▸ **WHAT NEEDS TO BE DONE**:
Answer these questions from the review of Ame no Furu Basho:
(a) What news about Hasumi does the letter from her parents give Eshikawa?
(b) How many pages long is the manga?
(c) What award did it win?

▸ **DOCUMENT EXCERPT**:
--- --- ---
Eshikawa receives a letter from parents of a former girlfriend Hasumi, which says that she committed suicide. He remembers the time when they were together and trying to understand why she had committed suicide.
What is happiness if you have to trade lies for it? Is it happiness at all? Is lying to someone alright as long as those lies fuel their joy? But then, how happy does it make you, knowing the truth but not speaking it?
There are no right or wrong answers to these questions, there are only opinions. And in this manga, Yoshitoshi ABe provides us with his mellow insight, layered with a simple, yet powerful, premise. Ame no Furu Basho is another experiment of ABe, who seems to be eternally creative, with critically acclaimed titles such as Haibane Renmei, a quaint anime about a sort
of angels, and Serial Experiments Lain, a morose anime about the information revolution, under his belt.
Eshikawa is a man who has lost sight of his life and stumbles through it, with no clear meaning or purpose after his girlfriend leaves him. After he is informed that she committed suicide, his brain is set to introspect mode. Through the course of the 28 pages, he goes on a journey of self-revelation and contemplates upon the myriad of human emotions, the joys and sorrows of normalcy.
Even in the absence of a meaty story,we are reminded how mere character thoughts and interactions alone can carry the story forward, even with a complete lack of plot. The story is very simple and there are no plot twists of any sort, and neither are they necessary. Real life conversations cut in occasionally with flashbacks is all that this one is about. And with less than thirty pages to work with, we are handed quite a heavy message.
The dialogue in Ame no Furu Basho is the highlight, simply because it manages to say so much with so little. There are no distractions in the form of comic relief or melodrama and it all moves in a focused and rather melancholy direction. For the (very short) reading time, you find yourself absorbed and once you’re done, you’d be surprised at how Slice of Life and Tragedy come together in such perfect harmony.
The art is bland, but that's to be expected since this manga was finished when the mangaka was in university. It won the prestigious Afternoon Shiki award, not because of the candy for the eye, but for the grey cells.
The characters are nothing special and are perfectly average human beings, which makes it an apt fit for the Slice of Life feel of this one-shot. They are linear and there is hardly any character development save the last two pages. However, credit is due for making the characters interesting in the first pace, even though they are “everyday people”.
Ame no Furu Basho is more of an idea and it aims and achieves nothing more than providing food for thought. It's a fairly straightforward tale that showcases life after a break-up and life after a death poignantly. If you're looking for a manga that has a plot which twists and turns, complex characters and gorgeous art, then Ame no Furu Basho will without a doubt disappoint you in each of those departments. However, if a quick thought-provoking read is your thing, then this should work like a charm. There's not a lot of ground that can be covered in 28 pages, but it certainly is ideal for those casual manga readers who don't have the patience to sit through several volumes. It takes only about five minutes to read, so just dive with both feet in, because you'll be up in no time.
--- --- ---
▸ **INFORMATION SUPPLIED**:
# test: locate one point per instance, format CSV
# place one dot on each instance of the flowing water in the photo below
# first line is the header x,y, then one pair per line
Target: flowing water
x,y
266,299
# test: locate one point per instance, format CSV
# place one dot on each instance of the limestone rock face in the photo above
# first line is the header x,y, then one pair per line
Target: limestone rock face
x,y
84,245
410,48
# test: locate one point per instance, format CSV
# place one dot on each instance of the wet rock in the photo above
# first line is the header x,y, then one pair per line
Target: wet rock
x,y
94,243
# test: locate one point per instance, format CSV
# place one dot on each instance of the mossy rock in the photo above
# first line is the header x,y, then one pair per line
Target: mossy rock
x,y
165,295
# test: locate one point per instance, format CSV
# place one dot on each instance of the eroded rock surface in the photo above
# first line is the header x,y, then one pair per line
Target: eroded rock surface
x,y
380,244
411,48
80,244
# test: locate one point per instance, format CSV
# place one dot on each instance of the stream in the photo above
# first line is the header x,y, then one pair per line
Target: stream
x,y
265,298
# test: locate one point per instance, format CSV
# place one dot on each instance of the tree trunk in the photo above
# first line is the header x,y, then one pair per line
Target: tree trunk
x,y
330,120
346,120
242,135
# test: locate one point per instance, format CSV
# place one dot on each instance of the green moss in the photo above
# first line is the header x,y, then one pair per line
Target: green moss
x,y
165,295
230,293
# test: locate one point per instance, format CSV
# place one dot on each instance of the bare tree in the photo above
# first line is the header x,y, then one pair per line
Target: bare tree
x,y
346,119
--- --- ---
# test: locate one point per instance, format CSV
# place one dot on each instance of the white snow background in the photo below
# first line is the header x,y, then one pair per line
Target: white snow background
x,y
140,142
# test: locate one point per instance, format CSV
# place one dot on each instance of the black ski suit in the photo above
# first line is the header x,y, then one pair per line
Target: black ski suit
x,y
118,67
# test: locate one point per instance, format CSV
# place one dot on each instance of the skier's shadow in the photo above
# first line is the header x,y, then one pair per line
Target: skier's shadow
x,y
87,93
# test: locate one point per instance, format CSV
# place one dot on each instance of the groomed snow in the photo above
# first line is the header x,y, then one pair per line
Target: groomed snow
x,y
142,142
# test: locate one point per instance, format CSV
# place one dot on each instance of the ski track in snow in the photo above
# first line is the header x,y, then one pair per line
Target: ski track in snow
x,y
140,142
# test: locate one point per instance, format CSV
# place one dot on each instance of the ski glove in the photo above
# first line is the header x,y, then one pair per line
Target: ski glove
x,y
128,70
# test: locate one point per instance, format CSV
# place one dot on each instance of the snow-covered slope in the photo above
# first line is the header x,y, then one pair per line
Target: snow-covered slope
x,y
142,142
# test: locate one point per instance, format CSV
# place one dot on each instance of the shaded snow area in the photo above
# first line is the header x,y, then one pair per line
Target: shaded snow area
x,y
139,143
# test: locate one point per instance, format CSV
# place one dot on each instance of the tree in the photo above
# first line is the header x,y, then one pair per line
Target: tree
--- --- ---
▸ **FINISHED TASK**:
(a) She committed suicide.
(b) 28 pages.
(c) The Afternoon Shiki award.